Gather each line of the data that contains the word "flag", and copy those lines unchanged.

▶ Data supplied
+ + +
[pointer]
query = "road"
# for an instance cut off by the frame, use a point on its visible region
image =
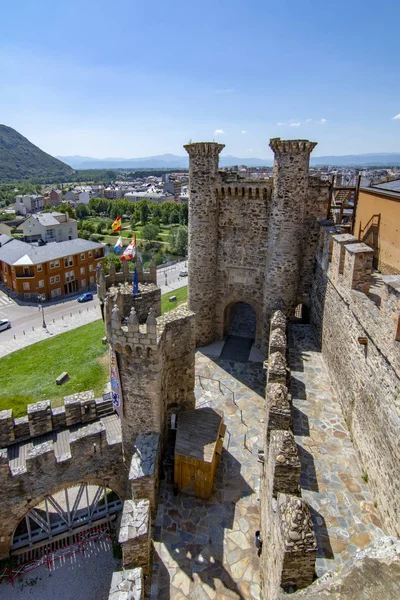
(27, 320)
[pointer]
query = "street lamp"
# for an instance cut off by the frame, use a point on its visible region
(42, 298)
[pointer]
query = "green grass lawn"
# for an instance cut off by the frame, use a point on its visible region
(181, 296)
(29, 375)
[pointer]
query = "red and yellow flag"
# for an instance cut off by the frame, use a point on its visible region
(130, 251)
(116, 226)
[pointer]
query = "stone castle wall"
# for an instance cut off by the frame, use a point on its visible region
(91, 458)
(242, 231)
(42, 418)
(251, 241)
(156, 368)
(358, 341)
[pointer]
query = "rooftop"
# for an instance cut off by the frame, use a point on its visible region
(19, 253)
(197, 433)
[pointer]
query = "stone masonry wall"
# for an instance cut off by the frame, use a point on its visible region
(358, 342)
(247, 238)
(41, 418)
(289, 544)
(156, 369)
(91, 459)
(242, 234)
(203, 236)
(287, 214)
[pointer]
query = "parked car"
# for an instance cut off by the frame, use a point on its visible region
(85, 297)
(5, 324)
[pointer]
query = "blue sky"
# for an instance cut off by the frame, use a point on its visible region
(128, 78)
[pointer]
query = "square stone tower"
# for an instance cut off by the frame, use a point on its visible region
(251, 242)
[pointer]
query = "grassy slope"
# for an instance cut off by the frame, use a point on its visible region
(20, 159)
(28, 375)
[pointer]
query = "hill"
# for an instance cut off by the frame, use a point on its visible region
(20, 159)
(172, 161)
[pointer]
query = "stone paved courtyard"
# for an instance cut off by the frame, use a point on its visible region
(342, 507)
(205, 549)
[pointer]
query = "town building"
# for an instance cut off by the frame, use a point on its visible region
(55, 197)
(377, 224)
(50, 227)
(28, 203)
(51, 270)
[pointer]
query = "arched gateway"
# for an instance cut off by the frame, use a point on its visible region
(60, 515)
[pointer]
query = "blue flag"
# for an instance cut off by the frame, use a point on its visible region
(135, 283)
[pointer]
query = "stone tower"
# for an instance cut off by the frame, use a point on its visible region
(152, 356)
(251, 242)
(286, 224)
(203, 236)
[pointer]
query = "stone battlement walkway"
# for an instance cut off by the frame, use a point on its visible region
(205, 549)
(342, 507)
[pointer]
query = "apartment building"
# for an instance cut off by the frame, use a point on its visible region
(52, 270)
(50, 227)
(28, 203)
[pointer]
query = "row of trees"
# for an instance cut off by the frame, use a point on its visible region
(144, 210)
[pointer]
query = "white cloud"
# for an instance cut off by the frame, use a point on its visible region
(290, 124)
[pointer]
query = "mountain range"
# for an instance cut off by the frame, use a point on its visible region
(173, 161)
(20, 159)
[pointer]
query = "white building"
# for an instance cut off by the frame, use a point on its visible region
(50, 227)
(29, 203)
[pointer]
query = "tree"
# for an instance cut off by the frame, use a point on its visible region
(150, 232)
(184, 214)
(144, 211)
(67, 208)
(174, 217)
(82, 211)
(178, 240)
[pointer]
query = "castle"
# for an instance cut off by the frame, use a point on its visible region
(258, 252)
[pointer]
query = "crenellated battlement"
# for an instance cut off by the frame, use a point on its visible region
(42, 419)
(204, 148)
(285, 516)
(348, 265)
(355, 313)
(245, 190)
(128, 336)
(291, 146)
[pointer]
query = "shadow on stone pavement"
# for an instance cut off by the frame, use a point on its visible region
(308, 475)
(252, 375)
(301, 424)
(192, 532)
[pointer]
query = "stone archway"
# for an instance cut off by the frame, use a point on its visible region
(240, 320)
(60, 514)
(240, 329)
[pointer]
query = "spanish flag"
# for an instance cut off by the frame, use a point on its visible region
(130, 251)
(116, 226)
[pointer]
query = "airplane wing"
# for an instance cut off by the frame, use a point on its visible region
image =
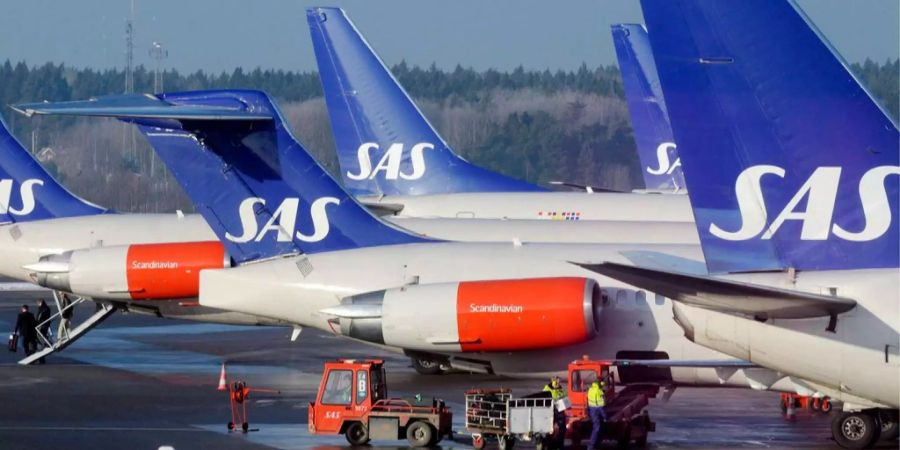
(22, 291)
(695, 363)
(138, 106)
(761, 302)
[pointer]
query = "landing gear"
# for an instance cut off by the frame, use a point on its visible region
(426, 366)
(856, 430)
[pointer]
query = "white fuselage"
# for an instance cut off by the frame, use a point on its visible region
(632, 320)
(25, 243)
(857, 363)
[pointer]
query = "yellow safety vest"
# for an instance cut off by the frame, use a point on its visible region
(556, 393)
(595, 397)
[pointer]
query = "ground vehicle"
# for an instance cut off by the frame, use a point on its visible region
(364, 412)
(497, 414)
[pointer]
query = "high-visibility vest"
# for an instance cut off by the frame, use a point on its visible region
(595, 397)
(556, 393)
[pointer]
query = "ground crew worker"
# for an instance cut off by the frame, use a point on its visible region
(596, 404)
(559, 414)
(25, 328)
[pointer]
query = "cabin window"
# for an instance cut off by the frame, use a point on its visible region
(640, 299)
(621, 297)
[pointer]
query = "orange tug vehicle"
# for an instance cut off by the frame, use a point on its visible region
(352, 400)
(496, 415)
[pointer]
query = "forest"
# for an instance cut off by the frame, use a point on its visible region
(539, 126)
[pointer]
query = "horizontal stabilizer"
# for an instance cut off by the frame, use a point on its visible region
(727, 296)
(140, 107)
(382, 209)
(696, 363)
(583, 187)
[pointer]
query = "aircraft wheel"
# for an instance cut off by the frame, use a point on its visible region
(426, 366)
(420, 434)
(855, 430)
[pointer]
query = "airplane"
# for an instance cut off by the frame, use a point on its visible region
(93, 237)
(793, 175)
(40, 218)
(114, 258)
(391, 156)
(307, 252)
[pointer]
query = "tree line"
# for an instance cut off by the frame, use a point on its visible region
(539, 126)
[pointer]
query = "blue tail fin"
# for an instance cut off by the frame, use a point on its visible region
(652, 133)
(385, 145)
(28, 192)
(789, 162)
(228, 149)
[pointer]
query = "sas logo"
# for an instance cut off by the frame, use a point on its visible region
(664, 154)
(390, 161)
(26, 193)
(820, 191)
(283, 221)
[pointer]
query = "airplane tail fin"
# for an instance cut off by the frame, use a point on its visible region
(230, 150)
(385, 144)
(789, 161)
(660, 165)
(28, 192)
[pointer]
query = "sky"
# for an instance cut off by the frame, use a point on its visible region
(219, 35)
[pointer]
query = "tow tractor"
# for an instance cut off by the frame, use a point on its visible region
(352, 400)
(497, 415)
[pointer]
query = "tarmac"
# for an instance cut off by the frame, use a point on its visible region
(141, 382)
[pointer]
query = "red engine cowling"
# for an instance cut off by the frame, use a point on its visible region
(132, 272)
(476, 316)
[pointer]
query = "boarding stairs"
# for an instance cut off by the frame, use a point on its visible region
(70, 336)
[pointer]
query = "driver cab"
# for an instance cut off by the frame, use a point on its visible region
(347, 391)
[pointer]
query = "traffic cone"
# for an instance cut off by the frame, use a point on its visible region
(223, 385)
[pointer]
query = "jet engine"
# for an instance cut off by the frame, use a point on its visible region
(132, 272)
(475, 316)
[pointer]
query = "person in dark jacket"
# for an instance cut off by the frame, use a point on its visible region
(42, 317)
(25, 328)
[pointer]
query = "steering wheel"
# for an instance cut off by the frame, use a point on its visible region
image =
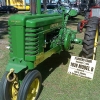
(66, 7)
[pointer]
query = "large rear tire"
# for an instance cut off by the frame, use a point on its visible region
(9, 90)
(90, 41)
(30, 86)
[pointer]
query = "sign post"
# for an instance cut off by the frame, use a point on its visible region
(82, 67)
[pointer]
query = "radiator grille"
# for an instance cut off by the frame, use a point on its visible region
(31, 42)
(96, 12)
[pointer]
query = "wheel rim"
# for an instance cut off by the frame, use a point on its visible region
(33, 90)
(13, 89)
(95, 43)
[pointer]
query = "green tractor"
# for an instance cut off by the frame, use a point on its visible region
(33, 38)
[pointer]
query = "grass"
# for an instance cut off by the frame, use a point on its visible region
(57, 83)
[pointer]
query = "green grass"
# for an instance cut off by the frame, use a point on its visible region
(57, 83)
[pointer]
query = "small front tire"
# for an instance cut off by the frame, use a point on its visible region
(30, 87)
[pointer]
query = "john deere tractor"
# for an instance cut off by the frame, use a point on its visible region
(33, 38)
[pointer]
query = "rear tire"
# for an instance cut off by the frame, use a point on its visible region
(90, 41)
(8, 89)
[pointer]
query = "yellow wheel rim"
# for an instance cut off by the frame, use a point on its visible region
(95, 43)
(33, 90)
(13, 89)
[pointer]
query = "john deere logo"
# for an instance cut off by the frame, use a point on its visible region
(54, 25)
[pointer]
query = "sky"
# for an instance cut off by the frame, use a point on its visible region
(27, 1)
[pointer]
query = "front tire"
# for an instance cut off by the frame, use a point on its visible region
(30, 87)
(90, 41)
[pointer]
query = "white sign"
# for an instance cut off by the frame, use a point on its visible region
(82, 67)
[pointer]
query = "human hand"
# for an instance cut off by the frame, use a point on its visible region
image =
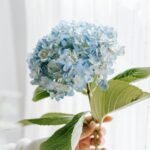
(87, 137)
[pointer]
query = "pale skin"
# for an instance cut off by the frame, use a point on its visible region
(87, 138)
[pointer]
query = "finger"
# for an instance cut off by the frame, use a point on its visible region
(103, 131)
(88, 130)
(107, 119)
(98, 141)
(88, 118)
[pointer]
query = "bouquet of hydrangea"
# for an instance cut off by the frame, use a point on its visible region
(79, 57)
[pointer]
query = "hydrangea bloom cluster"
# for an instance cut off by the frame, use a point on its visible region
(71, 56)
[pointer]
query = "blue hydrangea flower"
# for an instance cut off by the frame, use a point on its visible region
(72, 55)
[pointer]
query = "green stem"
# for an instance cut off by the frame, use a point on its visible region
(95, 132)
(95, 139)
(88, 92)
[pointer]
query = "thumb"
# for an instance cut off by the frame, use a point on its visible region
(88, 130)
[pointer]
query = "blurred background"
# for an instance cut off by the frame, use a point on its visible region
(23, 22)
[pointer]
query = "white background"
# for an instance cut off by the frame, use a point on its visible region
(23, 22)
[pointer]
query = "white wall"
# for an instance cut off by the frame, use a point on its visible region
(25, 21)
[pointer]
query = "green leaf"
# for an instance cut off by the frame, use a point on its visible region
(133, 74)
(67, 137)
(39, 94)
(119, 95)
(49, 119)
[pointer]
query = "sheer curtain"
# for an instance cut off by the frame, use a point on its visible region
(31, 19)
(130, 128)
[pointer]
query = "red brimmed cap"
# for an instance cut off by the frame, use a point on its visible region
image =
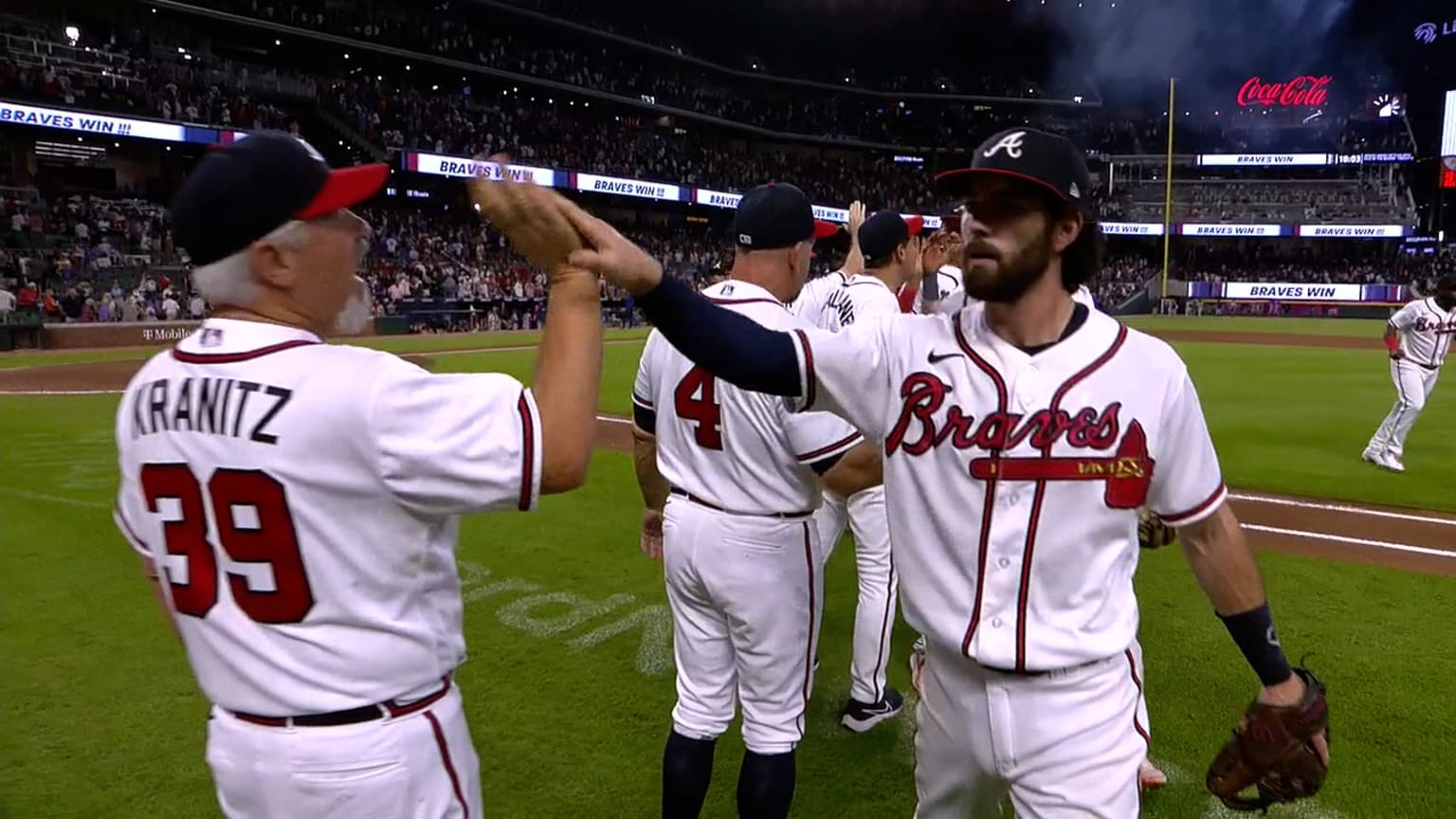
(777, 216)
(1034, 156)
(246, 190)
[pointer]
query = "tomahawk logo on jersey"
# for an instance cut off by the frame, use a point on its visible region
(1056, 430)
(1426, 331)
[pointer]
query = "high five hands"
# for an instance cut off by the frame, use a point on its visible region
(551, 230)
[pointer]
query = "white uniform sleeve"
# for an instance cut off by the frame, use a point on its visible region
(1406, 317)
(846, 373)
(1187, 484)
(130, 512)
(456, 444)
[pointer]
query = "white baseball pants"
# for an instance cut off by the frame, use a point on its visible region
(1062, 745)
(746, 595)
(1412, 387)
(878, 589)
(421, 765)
+ + +
▶ Result
query = "red and yellow flag"
query = "blue flag"
query = "spanish flag"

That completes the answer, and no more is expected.